## [SOURCE EXCERPT]

──────

Of course there is no question that limiting access to the internet reduces Chinas’s long-term growth potential, and weakens its ability to influence the global development of information and communications technology, but it may increase political stability, which may itself be a pre-condition for China’s long-term development. I can’t argue one way or the other which is better for China because of course it is up to Chinese people to decide which makes China better off.
I do think, however, that many if not most policymakers involved in economic and financial decision-making, and even more of their academic advisors, now recognize the the urgency of economic reform and the development of a new growth model for China. This will not be easy politically, of course, for the many reasons discussed, however delicately and carefully, in the Chinese press, but I do think that there is by now pretty widespread agreement in principle about what must happen.
This article once again shows why I love reading you – and yet don’t believe your predictions.
This seems to me to be very insightful:
“Unfortunately the kinds of investment projects that address the debt burden do not include health and education.”
The investments that make old investments look better are more infrastructure: the more roads/rails you have, the better the network is. Up to a certain point, of course.
But this point raises my big problem with your analyses:
“The article is well worth reading because it makes a very strong case, perhaps a little late, for what many of us have been arguing for the past seven or eight years.”
Yes, you’ve been saying this for a long time. And China has conspicuously failed to have a big crisis for the last seven or eight years. I don’t particularly doubt that there’s one coming – every country goes through a crisis sometime – but it’s not at all clear to me that your analysis is useful for telling us when it’s going to happen. Obviously you’re right that the current trends can’t go on forever – no trend can – but you don’t seem to have a clear grip on when it’s all going to burst.
Another problem I have with some of the analyses I read, yours and others’, is ideas like this:
“…households and SMEs have been forced to subsidize growth at a cost to them of well over 4% of GDP annually.”
Household spending has been rising at what, 8% per year? Slower than GDP, but probably the fastest sustained rise in consumption anywhere at the moment, comparable to the other Asian miracle economies. The idea that they should have/could have been rising faster seems… excessively hopeful.
So while I don’t deny the accuracy of the type of analysis you’re doing, I’m not so sure how powerful it is. I’m not sure that it’s telling us useful things about the future, or useful things about policy.
For example, if I were a Chinese politico, I might think this: yep, OK, at some point things are going to change, and yes, there’s a significant chance that they might change through a massive financial crisis. A bit like the one America just went through. And yes, it’s possible that the longer we delay the financial crisis, the bigger it will get. But I’m not seeing any evidence to tell me whether a medium sized financial crisis now, in our middle-income economy, would be any better or worse than a big financial crisis in ten years’ time, when our economy has moved up an income bracket. Plus, in that ten years, our courts and financial sophistication will have improved a lot, so we may be much better equipped to handle it.
So, I find it hard to feel the “urgency” which you seem to have been feeling for the last seven years.
Nonetheless, I love your blog. Thank you for continuing to share with us for free what you can obviously get paid good money for!
Dear Sir,my layman’s (engineering graduate) prediction is that it will happen after the new year,2013,let’s hope that I am slightly luckier than Gordon,happy new year 2013.
Hi Phil H,
I’m quite certain you’re not the only person that has a problem with this blog (along the lines you mentioned).
It’s kinda like reading week after week that “hey, if you leave the stove on in the kitchen unattended, it will eventually burn down the house.”

──────

Extracted records:
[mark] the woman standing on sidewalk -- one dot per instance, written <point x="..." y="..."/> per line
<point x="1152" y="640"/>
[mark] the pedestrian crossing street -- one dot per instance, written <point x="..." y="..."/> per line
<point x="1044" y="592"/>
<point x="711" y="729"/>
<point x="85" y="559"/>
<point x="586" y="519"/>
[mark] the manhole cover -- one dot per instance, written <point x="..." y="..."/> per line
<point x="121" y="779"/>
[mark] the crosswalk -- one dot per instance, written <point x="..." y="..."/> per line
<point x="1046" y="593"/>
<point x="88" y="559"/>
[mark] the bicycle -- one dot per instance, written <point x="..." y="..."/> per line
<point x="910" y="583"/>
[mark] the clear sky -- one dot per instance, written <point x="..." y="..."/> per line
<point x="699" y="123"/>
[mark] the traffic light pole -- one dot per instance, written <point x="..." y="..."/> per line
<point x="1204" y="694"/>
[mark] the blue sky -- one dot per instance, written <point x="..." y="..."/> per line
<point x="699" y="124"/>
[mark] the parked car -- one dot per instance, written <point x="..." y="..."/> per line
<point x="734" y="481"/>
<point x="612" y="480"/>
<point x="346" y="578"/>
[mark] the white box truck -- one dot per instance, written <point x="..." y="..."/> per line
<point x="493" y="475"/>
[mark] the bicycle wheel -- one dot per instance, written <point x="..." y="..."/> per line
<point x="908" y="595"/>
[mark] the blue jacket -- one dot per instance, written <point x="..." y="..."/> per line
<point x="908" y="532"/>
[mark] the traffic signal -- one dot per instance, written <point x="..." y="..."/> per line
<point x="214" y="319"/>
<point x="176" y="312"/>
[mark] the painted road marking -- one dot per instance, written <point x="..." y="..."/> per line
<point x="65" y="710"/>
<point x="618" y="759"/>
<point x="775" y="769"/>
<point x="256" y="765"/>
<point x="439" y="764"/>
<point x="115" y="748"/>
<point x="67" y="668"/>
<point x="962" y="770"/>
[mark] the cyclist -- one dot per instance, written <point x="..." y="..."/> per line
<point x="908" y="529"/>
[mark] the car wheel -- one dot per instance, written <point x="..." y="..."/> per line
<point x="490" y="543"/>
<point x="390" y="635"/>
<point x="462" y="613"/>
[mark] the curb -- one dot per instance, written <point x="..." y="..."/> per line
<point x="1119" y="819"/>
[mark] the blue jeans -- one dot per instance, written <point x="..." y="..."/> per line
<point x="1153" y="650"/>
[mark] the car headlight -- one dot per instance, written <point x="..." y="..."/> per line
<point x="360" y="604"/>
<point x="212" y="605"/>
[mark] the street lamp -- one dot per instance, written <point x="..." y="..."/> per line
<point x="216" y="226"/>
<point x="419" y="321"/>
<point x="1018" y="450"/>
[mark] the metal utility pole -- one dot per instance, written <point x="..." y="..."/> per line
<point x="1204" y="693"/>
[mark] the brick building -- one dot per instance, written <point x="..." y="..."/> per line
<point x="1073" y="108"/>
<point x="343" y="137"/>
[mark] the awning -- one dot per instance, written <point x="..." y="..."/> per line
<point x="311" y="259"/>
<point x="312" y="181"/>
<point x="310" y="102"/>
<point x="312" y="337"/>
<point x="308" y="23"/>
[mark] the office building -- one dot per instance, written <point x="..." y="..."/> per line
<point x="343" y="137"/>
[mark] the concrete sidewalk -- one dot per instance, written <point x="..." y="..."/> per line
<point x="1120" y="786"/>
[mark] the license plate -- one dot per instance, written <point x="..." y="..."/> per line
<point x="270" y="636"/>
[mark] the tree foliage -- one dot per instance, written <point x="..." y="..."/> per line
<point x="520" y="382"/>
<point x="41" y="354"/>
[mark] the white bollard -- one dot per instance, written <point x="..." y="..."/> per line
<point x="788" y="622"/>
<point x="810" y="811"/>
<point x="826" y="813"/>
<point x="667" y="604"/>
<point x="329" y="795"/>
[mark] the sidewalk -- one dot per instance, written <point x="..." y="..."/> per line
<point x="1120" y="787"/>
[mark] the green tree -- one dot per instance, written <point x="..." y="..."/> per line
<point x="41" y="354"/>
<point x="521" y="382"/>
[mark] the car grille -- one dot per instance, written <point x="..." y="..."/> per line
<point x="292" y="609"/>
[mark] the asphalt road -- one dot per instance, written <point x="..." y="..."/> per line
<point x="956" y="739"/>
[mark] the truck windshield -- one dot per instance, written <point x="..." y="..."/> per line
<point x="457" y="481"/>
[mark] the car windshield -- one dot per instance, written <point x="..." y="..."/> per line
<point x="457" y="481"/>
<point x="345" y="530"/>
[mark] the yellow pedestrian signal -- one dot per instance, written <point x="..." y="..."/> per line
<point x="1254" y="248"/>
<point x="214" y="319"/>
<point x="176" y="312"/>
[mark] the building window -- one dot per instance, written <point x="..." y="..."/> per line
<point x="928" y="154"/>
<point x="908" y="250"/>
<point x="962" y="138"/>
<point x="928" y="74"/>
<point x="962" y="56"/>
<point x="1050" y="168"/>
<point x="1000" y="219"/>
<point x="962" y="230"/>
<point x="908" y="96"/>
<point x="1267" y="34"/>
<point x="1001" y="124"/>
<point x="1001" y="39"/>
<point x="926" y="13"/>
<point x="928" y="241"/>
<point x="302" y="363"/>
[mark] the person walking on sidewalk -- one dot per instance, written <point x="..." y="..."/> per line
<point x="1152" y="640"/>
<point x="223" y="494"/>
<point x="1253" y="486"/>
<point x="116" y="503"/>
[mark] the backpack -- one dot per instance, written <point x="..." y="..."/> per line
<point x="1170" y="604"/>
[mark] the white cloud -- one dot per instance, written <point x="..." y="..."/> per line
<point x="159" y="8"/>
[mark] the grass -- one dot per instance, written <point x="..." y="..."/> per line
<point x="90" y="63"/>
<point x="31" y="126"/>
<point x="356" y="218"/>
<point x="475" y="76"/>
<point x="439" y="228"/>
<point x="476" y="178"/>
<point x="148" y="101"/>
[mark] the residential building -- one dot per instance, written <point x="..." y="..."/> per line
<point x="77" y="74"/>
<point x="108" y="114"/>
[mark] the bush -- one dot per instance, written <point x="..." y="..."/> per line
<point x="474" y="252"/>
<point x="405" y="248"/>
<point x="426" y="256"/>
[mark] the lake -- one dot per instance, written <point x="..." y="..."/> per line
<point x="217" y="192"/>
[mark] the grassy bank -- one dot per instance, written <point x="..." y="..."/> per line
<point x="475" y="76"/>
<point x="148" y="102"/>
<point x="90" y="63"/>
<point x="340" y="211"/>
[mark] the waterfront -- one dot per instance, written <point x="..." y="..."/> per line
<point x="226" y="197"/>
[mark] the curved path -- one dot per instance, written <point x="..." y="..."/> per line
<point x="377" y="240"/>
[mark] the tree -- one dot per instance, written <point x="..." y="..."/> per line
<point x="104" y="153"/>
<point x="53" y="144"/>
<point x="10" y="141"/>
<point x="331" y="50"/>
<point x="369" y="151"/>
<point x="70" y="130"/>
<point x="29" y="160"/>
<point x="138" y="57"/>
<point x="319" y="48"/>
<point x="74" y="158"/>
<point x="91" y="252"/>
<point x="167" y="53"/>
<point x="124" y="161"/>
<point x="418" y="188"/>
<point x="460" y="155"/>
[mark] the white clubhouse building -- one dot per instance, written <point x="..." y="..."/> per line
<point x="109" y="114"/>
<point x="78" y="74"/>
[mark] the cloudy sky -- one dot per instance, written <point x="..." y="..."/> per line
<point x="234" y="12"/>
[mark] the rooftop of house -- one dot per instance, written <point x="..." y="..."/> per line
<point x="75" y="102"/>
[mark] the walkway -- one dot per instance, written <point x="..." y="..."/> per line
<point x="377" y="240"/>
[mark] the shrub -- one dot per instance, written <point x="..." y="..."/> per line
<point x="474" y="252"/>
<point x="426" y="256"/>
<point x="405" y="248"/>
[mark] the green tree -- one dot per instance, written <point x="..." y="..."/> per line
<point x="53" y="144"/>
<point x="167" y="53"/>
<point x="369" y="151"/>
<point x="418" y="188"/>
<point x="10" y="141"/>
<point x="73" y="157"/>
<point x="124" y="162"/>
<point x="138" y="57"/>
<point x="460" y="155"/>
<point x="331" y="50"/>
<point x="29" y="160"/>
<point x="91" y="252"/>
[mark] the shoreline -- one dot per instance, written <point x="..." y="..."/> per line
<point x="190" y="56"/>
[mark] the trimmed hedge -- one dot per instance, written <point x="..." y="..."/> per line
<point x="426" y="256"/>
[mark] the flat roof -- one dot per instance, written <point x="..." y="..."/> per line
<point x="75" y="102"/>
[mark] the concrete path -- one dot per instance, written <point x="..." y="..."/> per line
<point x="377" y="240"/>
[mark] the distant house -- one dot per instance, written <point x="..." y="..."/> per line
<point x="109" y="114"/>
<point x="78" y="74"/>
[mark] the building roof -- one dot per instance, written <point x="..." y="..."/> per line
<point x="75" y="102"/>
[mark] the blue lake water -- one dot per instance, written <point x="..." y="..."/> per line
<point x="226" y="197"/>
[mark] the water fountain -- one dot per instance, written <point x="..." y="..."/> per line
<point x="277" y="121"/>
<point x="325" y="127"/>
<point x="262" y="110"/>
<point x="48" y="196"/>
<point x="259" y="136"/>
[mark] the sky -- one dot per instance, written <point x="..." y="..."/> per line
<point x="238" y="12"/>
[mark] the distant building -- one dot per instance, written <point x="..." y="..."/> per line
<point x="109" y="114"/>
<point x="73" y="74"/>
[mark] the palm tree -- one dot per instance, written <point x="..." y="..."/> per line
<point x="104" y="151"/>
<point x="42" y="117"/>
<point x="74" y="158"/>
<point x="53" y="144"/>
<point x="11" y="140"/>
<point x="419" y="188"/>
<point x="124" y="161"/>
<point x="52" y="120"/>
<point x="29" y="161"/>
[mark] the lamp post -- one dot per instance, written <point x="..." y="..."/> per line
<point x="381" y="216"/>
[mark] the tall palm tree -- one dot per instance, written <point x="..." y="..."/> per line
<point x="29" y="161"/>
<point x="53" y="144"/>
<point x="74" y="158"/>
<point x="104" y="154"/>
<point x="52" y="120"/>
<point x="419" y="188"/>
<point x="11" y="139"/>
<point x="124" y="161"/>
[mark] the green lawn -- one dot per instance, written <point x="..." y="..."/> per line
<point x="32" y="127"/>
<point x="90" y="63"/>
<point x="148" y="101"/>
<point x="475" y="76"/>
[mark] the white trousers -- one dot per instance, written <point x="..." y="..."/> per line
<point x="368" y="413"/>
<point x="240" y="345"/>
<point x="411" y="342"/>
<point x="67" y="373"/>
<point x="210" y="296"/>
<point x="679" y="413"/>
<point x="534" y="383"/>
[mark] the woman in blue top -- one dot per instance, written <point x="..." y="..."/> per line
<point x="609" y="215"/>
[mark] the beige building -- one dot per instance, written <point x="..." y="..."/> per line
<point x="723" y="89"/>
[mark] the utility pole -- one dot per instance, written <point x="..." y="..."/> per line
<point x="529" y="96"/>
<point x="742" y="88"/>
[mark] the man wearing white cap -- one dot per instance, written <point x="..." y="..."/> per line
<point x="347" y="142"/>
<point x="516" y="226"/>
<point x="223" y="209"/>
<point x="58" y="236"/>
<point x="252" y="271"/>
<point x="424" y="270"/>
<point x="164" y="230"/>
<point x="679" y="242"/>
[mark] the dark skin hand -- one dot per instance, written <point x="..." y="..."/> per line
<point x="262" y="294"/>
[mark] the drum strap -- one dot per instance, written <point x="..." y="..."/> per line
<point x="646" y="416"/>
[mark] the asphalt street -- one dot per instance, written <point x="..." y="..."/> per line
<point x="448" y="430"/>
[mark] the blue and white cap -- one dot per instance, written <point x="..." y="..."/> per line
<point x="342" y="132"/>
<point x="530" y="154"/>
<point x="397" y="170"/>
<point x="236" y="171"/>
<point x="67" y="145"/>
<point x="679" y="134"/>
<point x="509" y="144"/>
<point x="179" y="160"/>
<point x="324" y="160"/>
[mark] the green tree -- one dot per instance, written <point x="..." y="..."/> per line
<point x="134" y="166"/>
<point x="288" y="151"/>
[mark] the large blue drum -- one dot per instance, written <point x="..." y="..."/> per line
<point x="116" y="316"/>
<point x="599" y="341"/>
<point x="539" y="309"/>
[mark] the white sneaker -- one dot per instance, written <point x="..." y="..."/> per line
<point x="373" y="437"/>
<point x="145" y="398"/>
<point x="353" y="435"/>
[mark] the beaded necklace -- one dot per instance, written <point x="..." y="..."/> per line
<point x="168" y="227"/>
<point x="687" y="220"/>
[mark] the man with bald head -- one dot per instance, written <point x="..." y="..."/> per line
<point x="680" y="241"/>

──────

## [STATED GOAL]
In the comments on China's economy, list every passage in quotation marks that comes right after a line ending in a colon. The items above aren't needed for what comes next.

## [SOLUTION FOR THIS TASK]
- "Unfortunately the kinds of investment projects that address the debt burden do not include health and education."
- "The article is well worth reading because it makes a very strong case, perhaps a little late, for what many of us have been arguing for the past seven or eight years."
- "…households and SMEs have been forced to subsidize growth at a cost to them of well over 4% of GDP annually."